▶ TEXT EXTRACT:
---+---
And those made sick - those
most victimized by fossil-fuel industries - often bear the least
responsibility for climate change and pollution.
South Bronx
environmental activist, Majora Carter, told CNN recently, “If power
plants, waste handling, chemical plants and transport systems were
located in wealthy areas as quickly and easily as in poor areas,
we would have had a clean, green economy decades ago.”
Because
of Carter’s innovative social work in recent years, the borough
that gave Hip Hop to the world is once again making history. Green
history.
A few years ago Carter leveraged
a $10,000 grant into a $3 million eleven-mile waterfront park. The
green-the-ghetto movement was born. Carter became Executive Director
of Sustainable South Bronx, an organization that alleviates poverty
through environmental projects, like recycling and urban agriculture.
The Stewardship Training program is exemplary. It moves the poor,
especially youth, into living-wage green-collar jobs. Many of the
students have prison records or were previously on public assistance.
Therein is the premise of the burgeoning green economy: Nothing
is wasted. All human energy is renewable. According to Ms. Carter,
85% of trainees and workers in the four-year program land steady
green jobs in urban forestry, or green-roof installation and maintenance,
or other entry-level jobs.
Back
in 1995, David Brower, America’s
most influential conservationist, a mountaineer and lover of wild
things, identified the South Bronx and unemployment
as environmental issues. In Let
the Mountains Talk, Let the Rivers Run: A Call to Save the Earth
(Harper Collins, 1995), he wrote: “Restoration means putting
the Earth’s life support systems back in working order: rivers,
forests, wetlands, deserts, soil, and endangered species, too...”
Some of his predominately white, middle-class readers might have
been surprised when he continued: ”Human systems also need restoration.
Let’s rehabilitate the South Bronx, and all
the other places like it across the Earth. To accomplish that we
must give the unemployed and the never-employed a stake in the wider
restoration process.”
Today Van Jones, a solution-oriented
environmentalist, puts it more succinctly: “We are either going
to create a whole lot of more green jobs or we’re going to have
a dead planet.”
---+---
▶ STORED DATA:
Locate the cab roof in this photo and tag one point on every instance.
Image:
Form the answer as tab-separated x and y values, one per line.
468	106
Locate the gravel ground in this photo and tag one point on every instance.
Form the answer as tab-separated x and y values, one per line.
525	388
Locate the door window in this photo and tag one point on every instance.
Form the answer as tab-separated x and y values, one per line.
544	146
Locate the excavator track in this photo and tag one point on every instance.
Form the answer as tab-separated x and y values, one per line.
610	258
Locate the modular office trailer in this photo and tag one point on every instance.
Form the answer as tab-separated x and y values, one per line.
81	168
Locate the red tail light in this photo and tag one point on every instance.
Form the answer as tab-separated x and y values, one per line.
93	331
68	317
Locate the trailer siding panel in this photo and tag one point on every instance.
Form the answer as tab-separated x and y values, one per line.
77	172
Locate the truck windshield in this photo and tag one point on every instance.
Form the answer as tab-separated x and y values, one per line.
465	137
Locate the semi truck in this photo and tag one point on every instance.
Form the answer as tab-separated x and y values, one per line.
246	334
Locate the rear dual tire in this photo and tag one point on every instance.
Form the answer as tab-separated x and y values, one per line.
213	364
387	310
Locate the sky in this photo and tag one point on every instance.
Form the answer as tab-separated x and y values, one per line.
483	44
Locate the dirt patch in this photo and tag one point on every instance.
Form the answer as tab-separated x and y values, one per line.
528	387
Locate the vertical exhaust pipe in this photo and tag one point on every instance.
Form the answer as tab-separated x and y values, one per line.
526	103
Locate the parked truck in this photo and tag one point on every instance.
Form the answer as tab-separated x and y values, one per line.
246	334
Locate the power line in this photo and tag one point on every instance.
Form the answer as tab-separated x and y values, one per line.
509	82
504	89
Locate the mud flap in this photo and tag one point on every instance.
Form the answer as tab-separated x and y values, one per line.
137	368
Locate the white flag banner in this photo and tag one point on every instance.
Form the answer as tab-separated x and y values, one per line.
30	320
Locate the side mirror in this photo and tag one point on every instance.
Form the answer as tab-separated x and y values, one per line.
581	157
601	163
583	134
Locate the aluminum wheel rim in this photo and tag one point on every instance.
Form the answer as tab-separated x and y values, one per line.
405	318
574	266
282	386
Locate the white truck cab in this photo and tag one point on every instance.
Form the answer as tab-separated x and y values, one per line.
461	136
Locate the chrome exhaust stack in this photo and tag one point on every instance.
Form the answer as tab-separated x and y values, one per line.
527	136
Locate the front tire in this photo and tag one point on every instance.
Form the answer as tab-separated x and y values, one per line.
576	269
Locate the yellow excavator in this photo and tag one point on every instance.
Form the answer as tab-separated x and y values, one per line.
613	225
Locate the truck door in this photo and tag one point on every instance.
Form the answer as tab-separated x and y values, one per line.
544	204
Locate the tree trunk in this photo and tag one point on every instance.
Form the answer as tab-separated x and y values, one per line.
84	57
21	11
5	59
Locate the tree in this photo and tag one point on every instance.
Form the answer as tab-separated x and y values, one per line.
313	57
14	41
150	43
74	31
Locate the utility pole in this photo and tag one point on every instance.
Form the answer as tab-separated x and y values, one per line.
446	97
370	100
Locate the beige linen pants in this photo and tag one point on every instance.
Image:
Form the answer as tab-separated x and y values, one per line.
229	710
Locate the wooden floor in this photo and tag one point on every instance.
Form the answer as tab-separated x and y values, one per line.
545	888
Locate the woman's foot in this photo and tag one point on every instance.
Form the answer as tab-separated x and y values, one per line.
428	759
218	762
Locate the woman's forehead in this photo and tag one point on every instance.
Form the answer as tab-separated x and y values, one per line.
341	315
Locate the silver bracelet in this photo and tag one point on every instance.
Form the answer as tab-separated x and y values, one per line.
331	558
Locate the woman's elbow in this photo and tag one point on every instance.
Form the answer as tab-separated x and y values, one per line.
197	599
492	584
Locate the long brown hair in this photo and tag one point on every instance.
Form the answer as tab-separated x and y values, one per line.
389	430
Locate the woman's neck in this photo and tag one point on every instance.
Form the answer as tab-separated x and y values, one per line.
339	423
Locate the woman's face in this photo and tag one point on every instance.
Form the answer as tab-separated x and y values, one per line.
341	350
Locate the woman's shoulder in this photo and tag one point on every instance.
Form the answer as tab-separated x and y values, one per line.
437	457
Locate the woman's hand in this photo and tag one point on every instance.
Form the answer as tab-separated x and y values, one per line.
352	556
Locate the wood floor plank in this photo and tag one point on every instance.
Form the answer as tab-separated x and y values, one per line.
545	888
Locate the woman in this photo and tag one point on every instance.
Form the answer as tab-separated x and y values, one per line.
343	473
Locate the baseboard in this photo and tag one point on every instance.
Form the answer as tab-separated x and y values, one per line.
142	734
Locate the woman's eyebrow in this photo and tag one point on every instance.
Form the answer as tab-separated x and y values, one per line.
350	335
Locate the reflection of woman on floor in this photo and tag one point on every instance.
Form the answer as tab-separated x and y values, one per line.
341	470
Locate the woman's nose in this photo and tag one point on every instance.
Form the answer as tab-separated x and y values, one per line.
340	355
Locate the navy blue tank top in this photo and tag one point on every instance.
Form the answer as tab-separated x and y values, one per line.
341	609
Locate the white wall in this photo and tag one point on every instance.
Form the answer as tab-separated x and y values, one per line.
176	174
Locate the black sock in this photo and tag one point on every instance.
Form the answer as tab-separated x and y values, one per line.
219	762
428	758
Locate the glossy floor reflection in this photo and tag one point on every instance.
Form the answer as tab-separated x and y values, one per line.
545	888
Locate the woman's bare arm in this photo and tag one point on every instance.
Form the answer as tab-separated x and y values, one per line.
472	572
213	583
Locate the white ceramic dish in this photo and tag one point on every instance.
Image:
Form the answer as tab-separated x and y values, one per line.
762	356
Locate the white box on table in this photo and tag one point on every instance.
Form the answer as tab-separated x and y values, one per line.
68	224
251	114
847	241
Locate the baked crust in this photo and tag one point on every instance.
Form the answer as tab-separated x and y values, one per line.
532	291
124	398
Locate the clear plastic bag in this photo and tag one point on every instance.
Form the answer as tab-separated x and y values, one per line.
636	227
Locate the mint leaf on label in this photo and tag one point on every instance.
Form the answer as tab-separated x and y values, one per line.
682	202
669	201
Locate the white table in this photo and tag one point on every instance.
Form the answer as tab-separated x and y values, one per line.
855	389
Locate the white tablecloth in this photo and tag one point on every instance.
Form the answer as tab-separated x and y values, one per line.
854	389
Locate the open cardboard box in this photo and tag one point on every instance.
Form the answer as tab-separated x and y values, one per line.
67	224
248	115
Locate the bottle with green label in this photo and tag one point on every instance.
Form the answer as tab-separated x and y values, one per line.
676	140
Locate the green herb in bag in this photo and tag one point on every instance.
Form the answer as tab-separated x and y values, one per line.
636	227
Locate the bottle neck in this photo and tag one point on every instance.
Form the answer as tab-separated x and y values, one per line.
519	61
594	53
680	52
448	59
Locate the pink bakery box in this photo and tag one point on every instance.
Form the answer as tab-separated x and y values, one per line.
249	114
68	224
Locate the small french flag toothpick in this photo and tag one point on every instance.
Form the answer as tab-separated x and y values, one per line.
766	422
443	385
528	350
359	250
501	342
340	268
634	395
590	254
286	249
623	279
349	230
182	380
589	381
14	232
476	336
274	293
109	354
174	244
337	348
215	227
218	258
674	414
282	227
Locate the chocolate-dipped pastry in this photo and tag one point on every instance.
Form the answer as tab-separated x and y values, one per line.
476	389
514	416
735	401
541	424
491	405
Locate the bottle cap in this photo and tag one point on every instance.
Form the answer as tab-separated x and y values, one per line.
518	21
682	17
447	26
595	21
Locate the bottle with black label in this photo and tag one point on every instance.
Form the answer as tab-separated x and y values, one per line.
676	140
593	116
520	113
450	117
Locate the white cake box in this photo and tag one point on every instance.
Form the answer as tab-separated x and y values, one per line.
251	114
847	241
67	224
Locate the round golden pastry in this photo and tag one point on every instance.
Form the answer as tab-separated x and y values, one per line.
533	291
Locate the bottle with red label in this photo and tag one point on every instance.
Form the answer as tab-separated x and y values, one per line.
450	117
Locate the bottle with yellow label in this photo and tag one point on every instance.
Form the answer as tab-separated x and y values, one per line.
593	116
---+---
▶ OBJECTIVES:
a) In the text on green jobs in the South Bronx, what share of trainees and workers in the four-year program land steady green jobs?
b) Please reproduce the part of the text on green jobs in the South Bronx starting with "The Stewardship Training" and going on through "on public assistance.".
c) Carry the text on green jobs in the South Bronx further from its last sentence.

▶ TASK ANSWERS:
a) 85%

b)
The Stewardship Training program is exemplary. It moves the poor,
especially youth, into living-wage green-collar jobs. Many of the
students have prison records or were previously on public assistance.

c)
Oakland,
California
The South
Bronx is not alone. Many other communities are adopting a green
economic development strategy. In 2007, without any fanfare, Congress
enacted a Green Jobs Act, providing a modest amount of money - $125
million - for workforce training in the clean energy sector. Today
the bill is especially significant, not because of the size of the
appropriation (which is mere pocket change), but because it promotes
green jobs for the poor. The bill ensures training for at-risk youth,
ex-prisoners, returning veterans, and families that fall well below
the poverty line. Green collar jobs are “career-track jobs,” says
Van Jones. They’re family-supporting gigs that contribute to preserving
and enhancing the environment. Installation of solar panels, construction
and maintenance of wind turbines, urban agriculture, tree planting
in cities, weatherization and retrofitting of buildings, remediation
of brownfields (cleaning up abandoned, often-contaminated industrial
sites), recycling and reuse of materials - these are jobs that generate
local revenue, save energy, clean the environment, and cannot be
exported.
The Green Jobs Corps campaign,
inspired by Van Jones and the Ella Baker
Center, began in Oakland. Olivia Caldwell is a young, single mother who lives in Oakland.
Like the South Bronx, her community suffers
from high unemployment, foreclosures, and violent crime. Olivia
herself served time for petty theft.
When
she was released from prison, Oakland’s Green Job Corps changed her life. Backed by local trade unions
and community colleges, 40 paid trainees were prepared for green
construction jobs, primarily in solar panel installation. The program
worked, and today, small as it may be in size, it is a microcosm
for the future. As Mayor Ron Dellums put it: “This is an extraordinary
effort. Elegant in its simplicity and embrace. You can fight pollution
and poverty simultaneously.” For the first time in their lives,
impoverished youth have a tangible stake in climate change solutions.
“We want the federal government
to buy into what is taking place here in Oakland,”
said Congresswoman Barbara Lee (D-CA). “Once the federal government
buys in, I believe our nation can see what can be done. We must
go green.”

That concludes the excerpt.